* [Passage provided]:
During a busy day, a healthy snack can calm hunger, provide energy and reduce the chances you'll eat less nutritious foods. But, before reaching for the next snack, ask yourself an important question.

Watch: The Mayo Clinic Minute

Journalists: Broadcast-quality video pkg (1:00) is in the downloads. Read the script.

Do you really need a snack?

"You can even think of the acronym HALT," says Angie Murad, a dietitian for the Mayo Clinic Healthy Living Program. "So am I truly hungry? Am I angry, lonely or tired?"

Murad says if your answer doesn’t start with “H,” skip the snack. She suggests taking a short walk or calling a friend.

"Do some type of alternate activity to get you out of that pattern of impulse eating," she adds.

If you truly are hungry, reach first for fruits and vegetables.

* [To do]:
a – Translate this sentence from the passage on healthy snacking into Spanish: "If you truly are hungry, reach first for fruits and vegetables."
b – Write what comes next in the passage on healthy snacking, picking up after its last sentence.
The rows aren't needed for any of this work.

* [Supplied data]:

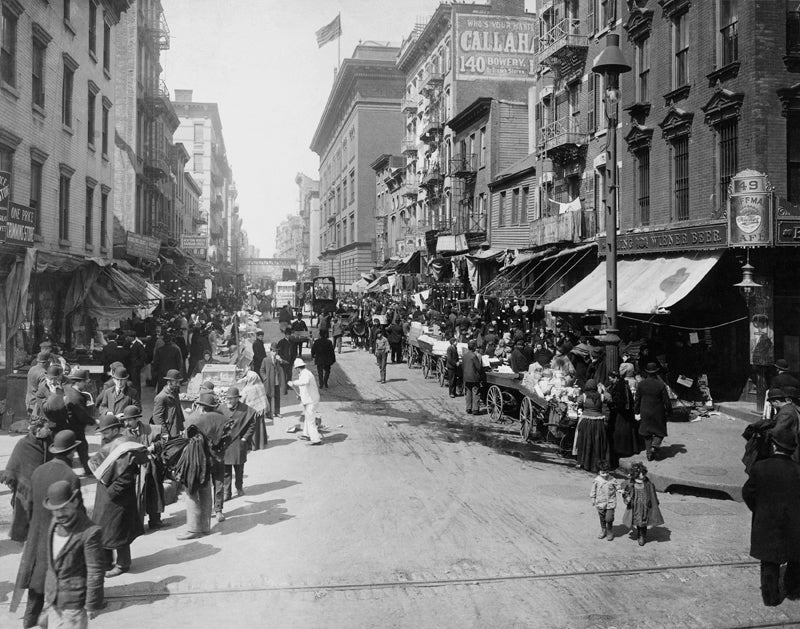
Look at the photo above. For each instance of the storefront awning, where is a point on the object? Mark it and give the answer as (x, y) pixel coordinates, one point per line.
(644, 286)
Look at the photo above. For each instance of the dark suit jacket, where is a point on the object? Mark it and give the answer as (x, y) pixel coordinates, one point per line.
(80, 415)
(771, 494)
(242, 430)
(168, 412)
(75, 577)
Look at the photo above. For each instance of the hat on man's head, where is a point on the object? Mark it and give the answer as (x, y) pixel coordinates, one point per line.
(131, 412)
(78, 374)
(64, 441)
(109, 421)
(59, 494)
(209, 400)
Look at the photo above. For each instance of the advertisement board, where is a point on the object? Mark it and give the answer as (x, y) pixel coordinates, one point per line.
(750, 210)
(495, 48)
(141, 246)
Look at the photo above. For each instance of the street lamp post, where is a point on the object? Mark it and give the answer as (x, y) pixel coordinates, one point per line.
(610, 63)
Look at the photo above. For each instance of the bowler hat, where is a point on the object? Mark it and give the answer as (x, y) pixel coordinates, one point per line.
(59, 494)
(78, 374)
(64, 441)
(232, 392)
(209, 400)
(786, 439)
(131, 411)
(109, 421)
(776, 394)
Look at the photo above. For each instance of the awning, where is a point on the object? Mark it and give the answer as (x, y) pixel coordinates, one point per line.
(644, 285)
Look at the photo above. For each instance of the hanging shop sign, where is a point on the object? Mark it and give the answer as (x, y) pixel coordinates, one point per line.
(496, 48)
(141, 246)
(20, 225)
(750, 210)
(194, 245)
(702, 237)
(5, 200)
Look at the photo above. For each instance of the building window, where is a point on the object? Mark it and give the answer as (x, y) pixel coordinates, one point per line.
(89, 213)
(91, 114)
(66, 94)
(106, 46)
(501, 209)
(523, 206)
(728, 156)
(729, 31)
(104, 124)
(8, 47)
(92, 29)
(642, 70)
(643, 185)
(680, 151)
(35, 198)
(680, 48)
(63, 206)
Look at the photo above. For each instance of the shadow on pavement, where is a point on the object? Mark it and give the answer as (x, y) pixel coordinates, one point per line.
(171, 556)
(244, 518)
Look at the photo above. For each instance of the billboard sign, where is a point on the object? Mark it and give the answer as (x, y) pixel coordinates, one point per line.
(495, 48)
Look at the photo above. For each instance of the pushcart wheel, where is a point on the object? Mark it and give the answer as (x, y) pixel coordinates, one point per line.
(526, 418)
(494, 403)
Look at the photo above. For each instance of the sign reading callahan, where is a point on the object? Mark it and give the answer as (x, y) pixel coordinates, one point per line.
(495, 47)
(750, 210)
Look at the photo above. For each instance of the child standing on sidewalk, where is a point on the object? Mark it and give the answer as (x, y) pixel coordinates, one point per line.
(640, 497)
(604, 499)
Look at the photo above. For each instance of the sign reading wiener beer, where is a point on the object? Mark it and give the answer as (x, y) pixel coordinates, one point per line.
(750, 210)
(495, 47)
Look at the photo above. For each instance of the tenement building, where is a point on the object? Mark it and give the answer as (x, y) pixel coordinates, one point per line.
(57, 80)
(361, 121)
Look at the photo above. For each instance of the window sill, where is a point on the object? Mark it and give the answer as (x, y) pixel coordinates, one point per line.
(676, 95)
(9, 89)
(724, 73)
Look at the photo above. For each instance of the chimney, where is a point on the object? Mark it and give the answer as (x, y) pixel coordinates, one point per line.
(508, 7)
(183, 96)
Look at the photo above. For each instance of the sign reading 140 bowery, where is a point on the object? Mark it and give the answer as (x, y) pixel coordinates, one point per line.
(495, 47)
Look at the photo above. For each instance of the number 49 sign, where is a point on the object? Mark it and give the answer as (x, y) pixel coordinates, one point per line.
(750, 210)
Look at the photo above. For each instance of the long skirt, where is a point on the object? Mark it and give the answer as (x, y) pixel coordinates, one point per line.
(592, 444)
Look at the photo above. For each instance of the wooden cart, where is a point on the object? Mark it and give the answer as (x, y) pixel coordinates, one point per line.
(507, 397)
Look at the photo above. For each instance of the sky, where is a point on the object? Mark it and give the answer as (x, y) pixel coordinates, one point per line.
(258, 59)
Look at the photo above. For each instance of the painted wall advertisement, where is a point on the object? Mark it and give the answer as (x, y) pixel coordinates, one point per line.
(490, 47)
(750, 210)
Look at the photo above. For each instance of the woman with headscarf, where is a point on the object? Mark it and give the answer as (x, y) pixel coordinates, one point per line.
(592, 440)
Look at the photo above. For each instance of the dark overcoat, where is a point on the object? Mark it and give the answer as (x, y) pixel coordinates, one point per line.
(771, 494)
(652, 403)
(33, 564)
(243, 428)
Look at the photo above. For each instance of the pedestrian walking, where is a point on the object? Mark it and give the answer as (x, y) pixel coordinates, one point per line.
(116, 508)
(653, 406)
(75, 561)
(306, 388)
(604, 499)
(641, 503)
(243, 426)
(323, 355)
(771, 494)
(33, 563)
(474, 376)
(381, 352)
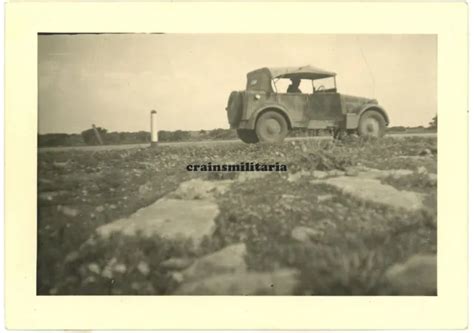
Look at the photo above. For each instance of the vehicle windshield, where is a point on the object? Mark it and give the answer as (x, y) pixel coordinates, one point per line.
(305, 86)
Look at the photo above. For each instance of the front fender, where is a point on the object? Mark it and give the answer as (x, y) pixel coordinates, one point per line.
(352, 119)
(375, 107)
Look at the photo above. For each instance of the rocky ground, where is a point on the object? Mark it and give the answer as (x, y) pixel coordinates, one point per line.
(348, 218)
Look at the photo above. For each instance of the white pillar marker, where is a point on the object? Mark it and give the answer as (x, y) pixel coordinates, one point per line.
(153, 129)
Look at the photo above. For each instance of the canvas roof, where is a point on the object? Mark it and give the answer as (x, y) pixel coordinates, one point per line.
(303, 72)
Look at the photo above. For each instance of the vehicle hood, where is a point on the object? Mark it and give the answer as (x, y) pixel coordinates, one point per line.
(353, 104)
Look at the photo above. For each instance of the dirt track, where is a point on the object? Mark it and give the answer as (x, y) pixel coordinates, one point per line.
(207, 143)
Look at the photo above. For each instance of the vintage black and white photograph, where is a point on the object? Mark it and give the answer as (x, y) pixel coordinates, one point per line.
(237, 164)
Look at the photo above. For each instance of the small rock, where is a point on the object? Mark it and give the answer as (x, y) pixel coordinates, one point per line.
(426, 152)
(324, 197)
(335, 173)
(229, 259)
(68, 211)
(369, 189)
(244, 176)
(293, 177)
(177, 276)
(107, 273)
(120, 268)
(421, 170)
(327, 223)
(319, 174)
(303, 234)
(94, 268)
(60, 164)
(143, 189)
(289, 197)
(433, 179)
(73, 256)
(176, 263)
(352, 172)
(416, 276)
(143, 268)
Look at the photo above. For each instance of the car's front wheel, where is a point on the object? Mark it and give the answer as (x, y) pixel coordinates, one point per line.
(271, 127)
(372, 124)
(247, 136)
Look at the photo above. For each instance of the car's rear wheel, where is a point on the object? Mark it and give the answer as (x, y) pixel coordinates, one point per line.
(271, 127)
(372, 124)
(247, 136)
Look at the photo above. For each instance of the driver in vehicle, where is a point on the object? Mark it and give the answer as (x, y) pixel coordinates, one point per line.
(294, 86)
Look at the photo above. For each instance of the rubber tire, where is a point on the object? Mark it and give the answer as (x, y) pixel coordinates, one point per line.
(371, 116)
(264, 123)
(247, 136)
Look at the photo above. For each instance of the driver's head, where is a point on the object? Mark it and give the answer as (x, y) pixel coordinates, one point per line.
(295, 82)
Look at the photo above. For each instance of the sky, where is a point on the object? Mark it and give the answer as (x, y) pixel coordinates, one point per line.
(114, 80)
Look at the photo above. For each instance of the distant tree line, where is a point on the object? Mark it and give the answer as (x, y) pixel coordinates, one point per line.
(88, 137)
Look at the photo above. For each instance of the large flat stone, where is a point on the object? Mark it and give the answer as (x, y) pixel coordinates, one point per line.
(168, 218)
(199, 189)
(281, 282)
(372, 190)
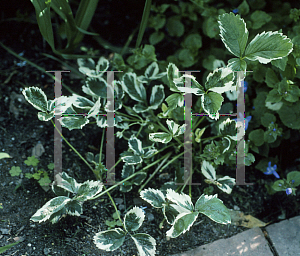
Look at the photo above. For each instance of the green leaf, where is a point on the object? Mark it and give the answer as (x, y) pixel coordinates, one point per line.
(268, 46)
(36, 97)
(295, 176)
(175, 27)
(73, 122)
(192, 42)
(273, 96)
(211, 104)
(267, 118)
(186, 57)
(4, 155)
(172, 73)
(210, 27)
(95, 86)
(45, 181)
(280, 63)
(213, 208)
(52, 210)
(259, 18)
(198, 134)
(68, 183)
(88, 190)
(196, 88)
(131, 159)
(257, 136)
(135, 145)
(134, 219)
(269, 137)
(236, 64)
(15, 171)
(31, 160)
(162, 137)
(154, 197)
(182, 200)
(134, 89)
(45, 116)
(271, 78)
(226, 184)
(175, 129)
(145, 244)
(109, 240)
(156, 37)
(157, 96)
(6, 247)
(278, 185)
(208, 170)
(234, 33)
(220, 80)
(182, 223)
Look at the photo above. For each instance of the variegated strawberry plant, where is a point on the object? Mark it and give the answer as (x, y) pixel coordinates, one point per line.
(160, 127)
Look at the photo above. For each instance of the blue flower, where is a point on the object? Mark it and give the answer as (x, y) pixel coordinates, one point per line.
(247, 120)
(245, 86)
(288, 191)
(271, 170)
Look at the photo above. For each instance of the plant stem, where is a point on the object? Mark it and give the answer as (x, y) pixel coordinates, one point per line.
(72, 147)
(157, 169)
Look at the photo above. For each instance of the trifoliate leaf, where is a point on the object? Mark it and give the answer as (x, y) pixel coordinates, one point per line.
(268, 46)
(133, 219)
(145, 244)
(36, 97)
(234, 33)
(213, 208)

* [Answers by item number]:
a – Si de verdad tienes hambre, busca primero frutas y verduras.

b –
"They are high in fiber," explains Murad. "So they can help you feel satisfied for longer periods of time."

Murad says the same is true of snacks that contain protein – like a hard-boiled egg, low-fat cheeses or hummus.

"Nuts are also a good healthy snack," she adds.

Although, Murad cautions, nuts are higher in calories – an important consideration in snacks.

"If you’re not very active, then you want to consider a snack that’s 200 calories or lower," explains Murad.

Think 100 to 200 calories if you're not moving around a lot. Even if you’re more active, try to keep snacks to less than 300 calories.